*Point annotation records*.
☆ ☆ ☆
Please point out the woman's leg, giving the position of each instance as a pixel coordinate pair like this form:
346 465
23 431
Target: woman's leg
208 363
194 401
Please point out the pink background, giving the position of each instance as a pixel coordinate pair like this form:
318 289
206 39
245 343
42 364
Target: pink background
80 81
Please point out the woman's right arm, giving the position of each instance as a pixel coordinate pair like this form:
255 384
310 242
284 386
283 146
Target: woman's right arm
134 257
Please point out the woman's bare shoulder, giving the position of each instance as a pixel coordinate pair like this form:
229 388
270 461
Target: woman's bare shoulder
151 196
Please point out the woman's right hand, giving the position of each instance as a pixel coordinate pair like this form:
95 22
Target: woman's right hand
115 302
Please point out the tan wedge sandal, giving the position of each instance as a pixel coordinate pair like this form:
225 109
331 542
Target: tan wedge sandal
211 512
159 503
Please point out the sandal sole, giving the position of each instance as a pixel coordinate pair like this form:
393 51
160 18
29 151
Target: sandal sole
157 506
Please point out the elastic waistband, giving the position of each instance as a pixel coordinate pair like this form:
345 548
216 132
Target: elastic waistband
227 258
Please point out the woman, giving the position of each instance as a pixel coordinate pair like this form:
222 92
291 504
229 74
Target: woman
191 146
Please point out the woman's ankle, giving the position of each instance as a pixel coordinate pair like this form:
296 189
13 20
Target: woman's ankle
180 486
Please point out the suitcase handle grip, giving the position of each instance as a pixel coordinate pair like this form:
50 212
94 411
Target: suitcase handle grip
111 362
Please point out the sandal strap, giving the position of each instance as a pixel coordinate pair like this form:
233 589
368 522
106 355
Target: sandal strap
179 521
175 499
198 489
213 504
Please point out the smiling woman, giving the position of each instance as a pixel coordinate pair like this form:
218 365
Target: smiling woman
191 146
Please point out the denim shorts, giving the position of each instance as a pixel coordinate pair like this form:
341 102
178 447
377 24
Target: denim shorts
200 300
☆ ☆ ☆
*INSTRUCTIONS FOR THE TASK*.
Rewrite the entries from the line containing "Please point out the smiling" through the end of the entries, inclusive, and change every "denim shorts" to "jean shorts" while leaving everything else as it is.

*EXPECTED ANSWER*.
Please point out the smiling woman, giving the position of each instance as a pixel coordinate pair like this form:
218 365
Target: smiling woman
191 146
Please point out the jean shorts, giving the position of each instance as a pixel coordinate pair like this form:
341 102
178 447
377 24
Target: jean shorts
200 300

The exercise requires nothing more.